#### [課題]
下の資料を「Check that every instance of the dark」を含む行から写し始め、「[(198, 245)]」を含む行まで一字も変えずに書き写すこと。両端の行も含める。

#### [資料一覧]
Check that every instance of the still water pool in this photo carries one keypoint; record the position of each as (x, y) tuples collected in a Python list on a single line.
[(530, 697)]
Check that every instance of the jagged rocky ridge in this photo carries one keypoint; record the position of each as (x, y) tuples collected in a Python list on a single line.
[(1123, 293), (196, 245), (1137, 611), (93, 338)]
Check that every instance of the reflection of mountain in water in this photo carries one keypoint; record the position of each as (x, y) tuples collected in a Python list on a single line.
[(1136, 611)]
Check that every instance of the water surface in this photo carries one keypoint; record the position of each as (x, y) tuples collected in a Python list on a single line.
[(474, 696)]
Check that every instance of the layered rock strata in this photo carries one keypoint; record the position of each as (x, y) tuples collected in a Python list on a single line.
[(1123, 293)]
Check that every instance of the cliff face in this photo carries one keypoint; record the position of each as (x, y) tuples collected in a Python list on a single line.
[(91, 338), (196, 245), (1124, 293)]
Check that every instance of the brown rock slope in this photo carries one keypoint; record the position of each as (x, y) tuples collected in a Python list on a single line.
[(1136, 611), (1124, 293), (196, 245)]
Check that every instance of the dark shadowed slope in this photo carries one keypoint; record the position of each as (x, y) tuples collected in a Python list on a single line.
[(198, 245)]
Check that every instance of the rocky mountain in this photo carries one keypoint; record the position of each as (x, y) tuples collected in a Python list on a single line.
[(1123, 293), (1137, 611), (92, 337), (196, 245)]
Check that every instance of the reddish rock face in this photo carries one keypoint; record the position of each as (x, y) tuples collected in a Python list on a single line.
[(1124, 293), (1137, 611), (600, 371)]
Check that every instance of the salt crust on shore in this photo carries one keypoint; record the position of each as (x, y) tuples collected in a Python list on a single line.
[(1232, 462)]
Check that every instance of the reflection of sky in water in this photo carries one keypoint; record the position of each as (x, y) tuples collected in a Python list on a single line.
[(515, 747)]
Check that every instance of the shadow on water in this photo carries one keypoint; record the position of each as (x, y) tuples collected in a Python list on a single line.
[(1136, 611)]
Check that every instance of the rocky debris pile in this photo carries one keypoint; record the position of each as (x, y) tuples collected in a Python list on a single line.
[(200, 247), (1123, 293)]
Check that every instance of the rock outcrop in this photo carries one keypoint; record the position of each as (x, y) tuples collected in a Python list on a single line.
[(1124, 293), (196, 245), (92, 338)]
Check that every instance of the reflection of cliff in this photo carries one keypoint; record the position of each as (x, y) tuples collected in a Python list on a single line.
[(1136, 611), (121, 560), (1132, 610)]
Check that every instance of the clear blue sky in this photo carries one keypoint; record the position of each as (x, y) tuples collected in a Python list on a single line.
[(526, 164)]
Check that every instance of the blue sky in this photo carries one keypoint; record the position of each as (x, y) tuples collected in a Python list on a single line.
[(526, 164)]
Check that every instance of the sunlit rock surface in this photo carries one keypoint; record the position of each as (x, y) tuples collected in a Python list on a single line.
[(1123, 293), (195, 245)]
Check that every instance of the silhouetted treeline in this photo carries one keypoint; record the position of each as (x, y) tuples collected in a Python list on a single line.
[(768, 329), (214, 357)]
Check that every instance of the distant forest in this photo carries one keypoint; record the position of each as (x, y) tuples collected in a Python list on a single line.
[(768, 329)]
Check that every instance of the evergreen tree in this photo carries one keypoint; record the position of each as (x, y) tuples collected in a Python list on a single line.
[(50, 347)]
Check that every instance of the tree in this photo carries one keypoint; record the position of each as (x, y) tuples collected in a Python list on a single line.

#### [回答]
Check that every instance of the dark shadowed slope in this photo carries one keypoint; record the position of each as (x, y) tuples collected in a Python list on a single line.
[(198, 245)]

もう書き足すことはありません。